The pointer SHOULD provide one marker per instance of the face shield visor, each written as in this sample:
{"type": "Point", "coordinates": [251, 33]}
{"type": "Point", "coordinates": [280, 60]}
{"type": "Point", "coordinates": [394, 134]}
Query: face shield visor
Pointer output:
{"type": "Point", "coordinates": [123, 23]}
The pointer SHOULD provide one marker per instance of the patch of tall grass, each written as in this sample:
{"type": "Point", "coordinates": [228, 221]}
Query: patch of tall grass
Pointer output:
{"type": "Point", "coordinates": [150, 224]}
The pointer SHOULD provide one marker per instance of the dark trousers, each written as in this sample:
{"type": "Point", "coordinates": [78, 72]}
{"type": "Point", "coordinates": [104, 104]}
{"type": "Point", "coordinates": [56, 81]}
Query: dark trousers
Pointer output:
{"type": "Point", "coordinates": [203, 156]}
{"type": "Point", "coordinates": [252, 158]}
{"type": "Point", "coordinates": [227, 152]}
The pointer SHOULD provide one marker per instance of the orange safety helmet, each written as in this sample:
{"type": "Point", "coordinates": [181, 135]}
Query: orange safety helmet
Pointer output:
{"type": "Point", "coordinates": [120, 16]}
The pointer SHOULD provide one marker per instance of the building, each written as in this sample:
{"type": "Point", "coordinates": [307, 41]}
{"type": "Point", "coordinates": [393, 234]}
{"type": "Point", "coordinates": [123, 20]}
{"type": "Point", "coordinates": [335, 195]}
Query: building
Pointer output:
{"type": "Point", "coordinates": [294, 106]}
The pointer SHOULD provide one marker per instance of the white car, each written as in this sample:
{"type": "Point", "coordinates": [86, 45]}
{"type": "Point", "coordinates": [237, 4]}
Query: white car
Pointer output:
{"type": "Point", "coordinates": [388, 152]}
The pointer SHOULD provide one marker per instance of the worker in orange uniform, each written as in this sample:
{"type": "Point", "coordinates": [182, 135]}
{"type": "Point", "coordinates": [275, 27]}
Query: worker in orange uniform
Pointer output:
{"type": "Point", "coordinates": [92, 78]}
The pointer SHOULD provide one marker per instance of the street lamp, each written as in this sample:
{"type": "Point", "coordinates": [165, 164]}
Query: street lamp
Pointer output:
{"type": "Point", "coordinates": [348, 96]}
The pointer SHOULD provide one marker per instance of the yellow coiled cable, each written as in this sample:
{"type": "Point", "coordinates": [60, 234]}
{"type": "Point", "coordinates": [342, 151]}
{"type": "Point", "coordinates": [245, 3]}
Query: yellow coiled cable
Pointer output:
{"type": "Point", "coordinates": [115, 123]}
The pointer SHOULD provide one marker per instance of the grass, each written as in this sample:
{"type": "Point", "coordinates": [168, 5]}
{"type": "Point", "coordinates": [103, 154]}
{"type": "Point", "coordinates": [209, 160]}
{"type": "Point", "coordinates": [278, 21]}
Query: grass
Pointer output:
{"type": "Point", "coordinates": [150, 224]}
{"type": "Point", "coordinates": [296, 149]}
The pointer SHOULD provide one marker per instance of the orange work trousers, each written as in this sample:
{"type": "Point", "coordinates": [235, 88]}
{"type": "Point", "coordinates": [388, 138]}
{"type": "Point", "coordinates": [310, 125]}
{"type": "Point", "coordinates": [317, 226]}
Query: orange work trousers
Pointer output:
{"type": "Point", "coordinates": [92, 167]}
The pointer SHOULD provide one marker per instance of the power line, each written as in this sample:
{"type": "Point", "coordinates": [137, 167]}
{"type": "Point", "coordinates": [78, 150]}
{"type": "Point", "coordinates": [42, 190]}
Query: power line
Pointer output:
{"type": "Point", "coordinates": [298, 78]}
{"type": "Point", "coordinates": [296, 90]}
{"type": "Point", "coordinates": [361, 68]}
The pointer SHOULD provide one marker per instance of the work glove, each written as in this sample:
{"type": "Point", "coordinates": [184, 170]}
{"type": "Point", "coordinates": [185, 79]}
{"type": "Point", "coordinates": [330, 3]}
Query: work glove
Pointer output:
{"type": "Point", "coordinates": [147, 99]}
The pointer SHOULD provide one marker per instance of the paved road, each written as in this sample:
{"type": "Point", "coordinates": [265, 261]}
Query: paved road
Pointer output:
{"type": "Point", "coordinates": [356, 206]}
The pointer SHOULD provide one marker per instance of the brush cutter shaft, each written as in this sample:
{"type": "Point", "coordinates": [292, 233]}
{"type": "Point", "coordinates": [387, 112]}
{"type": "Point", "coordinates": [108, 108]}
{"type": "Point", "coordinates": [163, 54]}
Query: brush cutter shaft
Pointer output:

· · · · · · ·

What you need to do. Starting with the line with "The pointer SHOULD provide one marker per instance of the power" and going on through the end of the material, can you write out every line again, shifting each coordinate in the pointer outputs up by 11 and leaving all other lines, including the sample coordinates, unchanged?

Answer below.
The pointer SHOULD provide one marker per instance of the power line, each written as in this sample:
{"type": "Point", "coordinates": [137, 167]}
{"type": "Point", "coordinates": [78, 150]}
{"type": "Point", "coordinates": [42, 190]}
Query: power line
Pointer output:
{"type": "Point", "coordinates": [309, 89]}
{"type": "Point", "coordinates": [307, 101]}
{"type": "Point", "coordinates": [372, 79]}
The pointer SHOULD provide one marker per instance of the work glove, each written as in this sample:
{"type": "Point", "coordinates": [184, 170]}
{"type": "Point", "coordinates": [185, 79]}
{"type": "Point", "coordinates": [330, 3]}
Query: work glove
Pointer output:
{"type": "Point", "coordinates": [158, 110]}
The pointer SHOULD provide one marker per instance of the paved road, each written as in this sample:
{"type": "Point", "coordinates": [265, 261]}
Query: paved road
Pointer output:
{"type": "Point", "coordinates": [367, 217]}
The pointer SHOULD provide one marker per instance of the brush cutter shaft, each written as in this sample:
{"type": "Point", "coordinates": [292, 233]}
{"type": "Point", "coordinates": [387, 112]}
{"type": "Point", "coordinates": [108, 108]}
{"type": "Point", "coordinates": [163, 54]}
Query: brush cutter shaft
Pointer output:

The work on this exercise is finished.